Do this:
Copy out the listing below, substituting "Mark" for every "Indicate" and keeping everything else the same.

Provided information:
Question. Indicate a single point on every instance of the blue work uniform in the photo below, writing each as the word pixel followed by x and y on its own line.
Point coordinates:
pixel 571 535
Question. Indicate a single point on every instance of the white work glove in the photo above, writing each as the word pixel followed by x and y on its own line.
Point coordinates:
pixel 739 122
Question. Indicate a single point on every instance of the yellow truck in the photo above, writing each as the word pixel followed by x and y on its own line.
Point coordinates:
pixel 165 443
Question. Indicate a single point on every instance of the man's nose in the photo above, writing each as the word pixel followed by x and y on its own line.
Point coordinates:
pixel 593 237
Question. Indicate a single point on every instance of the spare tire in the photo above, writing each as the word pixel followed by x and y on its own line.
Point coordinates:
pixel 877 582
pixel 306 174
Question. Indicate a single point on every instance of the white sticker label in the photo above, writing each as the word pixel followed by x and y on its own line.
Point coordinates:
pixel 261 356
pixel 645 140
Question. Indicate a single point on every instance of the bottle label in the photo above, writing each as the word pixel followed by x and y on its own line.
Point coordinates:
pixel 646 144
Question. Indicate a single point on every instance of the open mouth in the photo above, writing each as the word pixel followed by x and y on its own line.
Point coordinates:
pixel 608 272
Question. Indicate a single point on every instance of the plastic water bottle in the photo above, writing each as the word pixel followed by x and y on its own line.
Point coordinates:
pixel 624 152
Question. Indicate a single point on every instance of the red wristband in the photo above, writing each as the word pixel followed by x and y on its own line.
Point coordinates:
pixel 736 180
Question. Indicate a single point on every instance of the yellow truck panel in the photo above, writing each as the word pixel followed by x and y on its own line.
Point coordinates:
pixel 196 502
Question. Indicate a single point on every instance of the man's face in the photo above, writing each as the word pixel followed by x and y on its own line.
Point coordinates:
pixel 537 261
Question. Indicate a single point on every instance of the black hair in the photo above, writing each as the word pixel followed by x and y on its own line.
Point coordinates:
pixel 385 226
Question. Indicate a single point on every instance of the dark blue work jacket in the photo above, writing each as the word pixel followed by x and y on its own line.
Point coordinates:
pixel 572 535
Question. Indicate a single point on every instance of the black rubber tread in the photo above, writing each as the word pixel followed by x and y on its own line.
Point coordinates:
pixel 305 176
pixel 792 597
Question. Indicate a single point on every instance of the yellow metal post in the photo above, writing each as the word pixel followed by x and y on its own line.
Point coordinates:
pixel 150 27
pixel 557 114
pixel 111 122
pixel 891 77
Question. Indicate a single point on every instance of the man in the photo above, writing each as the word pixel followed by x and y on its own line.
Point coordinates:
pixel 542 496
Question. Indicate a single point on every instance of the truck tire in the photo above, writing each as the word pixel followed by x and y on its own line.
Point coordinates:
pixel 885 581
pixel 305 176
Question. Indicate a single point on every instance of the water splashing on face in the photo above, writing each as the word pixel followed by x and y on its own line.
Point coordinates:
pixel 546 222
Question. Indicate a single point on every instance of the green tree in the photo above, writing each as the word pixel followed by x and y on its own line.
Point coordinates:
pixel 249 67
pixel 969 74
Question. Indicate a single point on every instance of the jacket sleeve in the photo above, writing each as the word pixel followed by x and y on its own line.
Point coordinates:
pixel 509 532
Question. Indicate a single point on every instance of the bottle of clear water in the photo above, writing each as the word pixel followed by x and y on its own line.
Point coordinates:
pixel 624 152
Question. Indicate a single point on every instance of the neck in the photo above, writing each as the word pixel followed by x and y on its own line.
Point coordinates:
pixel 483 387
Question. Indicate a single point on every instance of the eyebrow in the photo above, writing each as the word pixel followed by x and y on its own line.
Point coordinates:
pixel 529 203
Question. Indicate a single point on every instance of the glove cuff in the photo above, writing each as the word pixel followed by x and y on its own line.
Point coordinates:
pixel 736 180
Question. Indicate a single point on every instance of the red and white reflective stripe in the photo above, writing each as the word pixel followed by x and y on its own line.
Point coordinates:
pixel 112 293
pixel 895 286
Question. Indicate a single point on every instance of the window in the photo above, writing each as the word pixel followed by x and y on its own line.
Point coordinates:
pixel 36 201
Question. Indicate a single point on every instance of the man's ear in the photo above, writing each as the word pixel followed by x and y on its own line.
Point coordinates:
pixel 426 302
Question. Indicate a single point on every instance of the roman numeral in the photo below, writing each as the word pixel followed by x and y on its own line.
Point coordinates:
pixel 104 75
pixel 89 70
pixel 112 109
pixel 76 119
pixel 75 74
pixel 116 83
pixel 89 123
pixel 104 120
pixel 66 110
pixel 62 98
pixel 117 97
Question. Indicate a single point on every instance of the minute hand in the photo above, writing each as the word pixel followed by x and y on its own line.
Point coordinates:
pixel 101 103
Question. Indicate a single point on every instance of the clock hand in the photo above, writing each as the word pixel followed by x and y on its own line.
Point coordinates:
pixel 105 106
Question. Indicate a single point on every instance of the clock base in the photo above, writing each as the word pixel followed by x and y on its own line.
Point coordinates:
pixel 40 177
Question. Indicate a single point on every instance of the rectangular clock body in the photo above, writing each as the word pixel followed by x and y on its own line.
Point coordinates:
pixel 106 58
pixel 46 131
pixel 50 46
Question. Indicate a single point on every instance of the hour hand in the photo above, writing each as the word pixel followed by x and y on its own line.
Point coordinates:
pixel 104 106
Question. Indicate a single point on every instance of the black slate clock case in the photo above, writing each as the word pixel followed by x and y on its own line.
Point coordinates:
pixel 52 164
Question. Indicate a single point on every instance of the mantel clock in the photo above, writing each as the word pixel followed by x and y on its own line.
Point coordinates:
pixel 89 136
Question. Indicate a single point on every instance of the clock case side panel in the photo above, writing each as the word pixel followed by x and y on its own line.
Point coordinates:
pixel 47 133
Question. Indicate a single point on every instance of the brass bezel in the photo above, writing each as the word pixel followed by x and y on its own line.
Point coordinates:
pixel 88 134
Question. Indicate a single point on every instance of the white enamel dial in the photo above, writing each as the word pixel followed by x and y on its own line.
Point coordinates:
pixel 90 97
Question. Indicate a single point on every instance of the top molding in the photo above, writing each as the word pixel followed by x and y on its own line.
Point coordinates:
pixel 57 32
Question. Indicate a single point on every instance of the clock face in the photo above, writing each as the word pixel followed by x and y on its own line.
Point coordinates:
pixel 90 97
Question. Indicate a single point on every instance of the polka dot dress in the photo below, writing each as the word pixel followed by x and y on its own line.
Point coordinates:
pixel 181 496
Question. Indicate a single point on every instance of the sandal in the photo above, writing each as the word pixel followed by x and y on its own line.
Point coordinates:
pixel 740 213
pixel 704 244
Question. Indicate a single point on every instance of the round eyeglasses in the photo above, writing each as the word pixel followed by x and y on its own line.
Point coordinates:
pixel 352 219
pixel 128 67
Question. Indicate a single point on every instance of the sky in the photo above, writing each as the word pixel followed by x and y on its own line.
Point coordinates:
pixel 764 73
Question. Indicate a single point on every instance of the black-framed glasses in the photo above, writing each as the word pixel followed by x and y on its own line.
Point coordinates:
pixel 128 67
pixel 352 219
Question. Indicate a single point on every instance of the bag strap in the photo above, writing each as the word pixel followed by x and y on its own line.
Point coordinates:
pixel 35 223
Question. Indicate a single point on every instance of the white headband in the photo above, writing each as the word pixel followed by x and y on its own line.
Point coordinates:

Answer to this exercise:
Question. Mark a single point on every instance of the blue work uniform in the photo below, writing each as the word pixel followed by x and y on its own line.
Point coordinates:
pixel 571 535
Question. Mark a single point on every instance of the white work glove in the photo above, writing each as the word pixel followed by x and y on its own line.
Point coordinates:
pixel 739 122
Question. Mark a single point on every instance of the yellow truck in the photo above, writing each as the word pixel followed by x and y on its own line.
Point coordinates:
pixel 165 443
Question. Mark a single point on every instance of the man's nose in the photo above, writing each as the word pixel followed by x and y on its own line.
Point coordinates:
pixel 593 237
Question. Mark a single point on every instance of the spare tire in the photo above, writing each as the word pixel followed by x and y on its own line.
Point coordinates:
pixel 877 582
pixel 306 174
Question. Mark a single point on every instance of the white sticker label in the photo above, writing each as the word pixel followed by x and y on its own line.
Point coordinates:
pixel 261 356
pixel 645 140
Question. Mark a single point on every instance of the bottle label in the photo above, writing each as the word pixel followed by x and y on its own line.
Point coordinates:
pixel 646 144
Question. Mark a single point on every instance of the open mouth in the photo above, writing each as the word pixel followed by x and y on its own line.
Point coordinates:
pixel 608 272
Question. Mark a single point on every instance of the plastic water bottle in the photo above, writing each as the word pixel followed by x and y on its own line.
Point coordinates:
pixel 624 152
Question. Mark a single point on every instance of the red wristband in the photo above, writing each as the word pixel followed by x and y on its own line.
Point coordinates:
pixel 736 180
Question. Mark a single point on every instance of the yellow truck panel in the photo above, writing each as the word pixel followed by x and y on its own line.
Point coordinates:
pixel 196 502
Question. Mark a single point on every instance of the man's face in the photo above, writing each as the word pixel followed by x and y on its own line.
Point coordinates:
pixel 537 261
Question. Mark a single point on every instance of the black hair in the photo above, writing each as the word pixel followed by x and y on its own line.
Point coordinates:
pixel 385 226
Question. Mark a single point on every instance of the dark blue work jacket in the photo above, writing each as the word pixel followed by x and y on its own line.
Point coordinates:
pixel 572 535
Question. Mark a single point on every instance of the black rubber tread in the photo above, writing each as the word pixel followed by x and y on its own line.
Point coordinates:
pixel 305 176
pixel 792 597
Question. Mark a single point on every instance of the yellow metal post in the photo above, writing each as the word pixel followed by x and y on its own line.
Point coordinates:
pixel 150 27
pixel 557 114
pixel 111 122
pixel 891 77
Question. Mark a single point on every instance of the man in the photo above, writing each as the word pixel followed by x and y on its own line.
Point coordinates:
pixel 542 496
Question. Mark a single point on every instance of the truck tire in the photo above, writing each as the word pixel followed by x and y on its own line.
Point coordinates:
pixel 885 581
pixel 305 176
Question. Mark a single point on every instance of the water splashing on face in the photo above, writing each as the word pixel followed by x and y on its own line.
Point coordinates:
pixel 546 222
Question. Mark a single point on every instance of the green tree in the photo above, writing each as the word pixel followed by x and y on its own line.
Point coordinates:
pixel 249 67
pixel 969 74
Question. Mark a single point on every instance of the jacket sleeve in the photo above, writing each as the word pixel followed by x and y on its own line.
Point coordinates:
pixel 509 532
Question. Mark a single point on every instance of the bottle of clear water in the photo above, writing each as the word pixel followed by x and y on its own line.
Point coordinates:
pixel 624 152
Question. Mark a single point on every instance of the neck in the photo above, writing each as the word pixel followed by x and y on its own line.
Point coordinates:
pixel 483 387
Question. Mark a single point on every instance of the eyebrow in the photo above, writing each as the word pixel followed by x and y on its own line.
Point coordinates:
pixel 529 203
Question. Mark a single point on every instance of the glove cuff in the photo above, writing each as the word pixel followed by x and y on its own line.
Point coordinates:
pixel 736 180
Question. Mark a single point on every instance of the red and white reflective stripe in the photo above, writing each as the word pixel followed by x and y on its own line.
Point coordinates:
pixel 112 293
pixel 895 286
Question. Mark a single point on every instance of the window in the photo above, writing each as the word pixel followed by x and y on its own line.
Point coordinates:
pixel 36 201
Question. Mark a single point on every instance of the man's ear in the photo above, writing each as the word pixel followed by x and y on its own line.
Point coordinates:
pixel 426 302
Question. Mark a single point on every instance of the roman numeral in the photo below, writing each as the word pixel followed by x and y on its own line.
Point coordinates:
pixel 104 75
pixel 89 70
pixel 112 109
pixel 76 119
pixel 75 74
pixel 116 83
pixel 89 123
pixel 104 120
pixel 66 110
pixel 62 98
pixel 117 97
Question. Mark a single point on every instance of the minute hand in the photo above, writing each as the word pixel followed by x and y on its own line.
Point coordinates:
pixel 101 103
Question. Mark a single point on every instance of the clock hand in the photo above, writing each as the word pixel followed by x and y on its own line.
Point coordinates:
pixel 105 106
Question. Mark a single point on every instance of the clock base in the photo above, writing each as the word pixel followed by x and y on its own line.
Point coordinates:
pixel 40 177
Question. Mark a single point on every instance of the rectangular clock body in the photo above, writing each as the word pixel followed by x and y on its own line.
Point coordinates:
pixel 106 58
pixel 46 131
pixel 50 46
Question. Mark a single point on every instance of the hour hand in the photo above, writing each as the word pixel followed by x and y on its own line.
Point coordinates:
pixel 104 106
Question. Mark a single point on every instance of the black slate clock case in the photo above, writing each as the word pixel followed by x and y on its own line.
Point coordinates:
pixel 52 164
Question. Mark a single point on every instance of the mantel clock in the photo above, writing each as the word pixel followed by x and y on its own line.
Point coordinates:
pixel 89 136
Question. Mark a single point on every instance of the clock case side panel in the photo above, writing each as the word pixel followed by x and y on its own line.
Point coordinates:
pixel 47 133
Question. Mark a single point on every instance of the brass bezel in the photo above, writing each as the word pixel followed by x and y on its own line.
Point coordinates:
pixel 88 134
Question. Mark a single point on every instance of the white enamel dial in the photo above, writing each as the word pixel followed by x and y on its own line.
Point coordinates:
pixel 90 97
Question. Mark a single point on every instance of the top molding in the photo above, writing each as the word pixel followed by x and y on its own line.
Point coordinates:
pixel 57 32
Question. Mark a single point on every instance of the clock face in the photo above, writing each as the word pixel followed by x and y on its own line.
Point coordinates:
pixel 90 97
Question. Mark a single point on every instance of the polka dot dress in the photo below, writing each as the word pixel followed by x and y on its own line.
Point coordinates:
pixel 181 496
Question. Mark a single point on every instance of the sandal in the photo above, writing each as the word pixel followed by x and y on its own line.
Point coordinates:
pixel 740 213
pixel 704 244
Question. Mark a single point on every instance of the round eyeglasses in the photo above, writing each as the word pixel followed by x and y on its own line.
Point coordinates:
pixel 352 219
pixel 128 67
Question. Mark a single point on every instance of the sky in the photo above, writing each as the word pixel followed by x and y on its own line.
Point coordinates:
pixel 764 73
Question. Mark a single point on every instance of the black-framed glasses in the photo above, writing each as the word pixel followed by x and y on its own line.
Point coordinates:
pixel 128 67
pixel 352 219
Question. Mark a single point on every instance of the bag strap in the photo above, writing each as the word pixel followed by x and y on its own line.
Point coordinates:
pixel 35 223
Question. Mark a single point on every instance of the white headband in the photo above, writing each as the word pixel followed by x and y on its own line.
Point coordinates:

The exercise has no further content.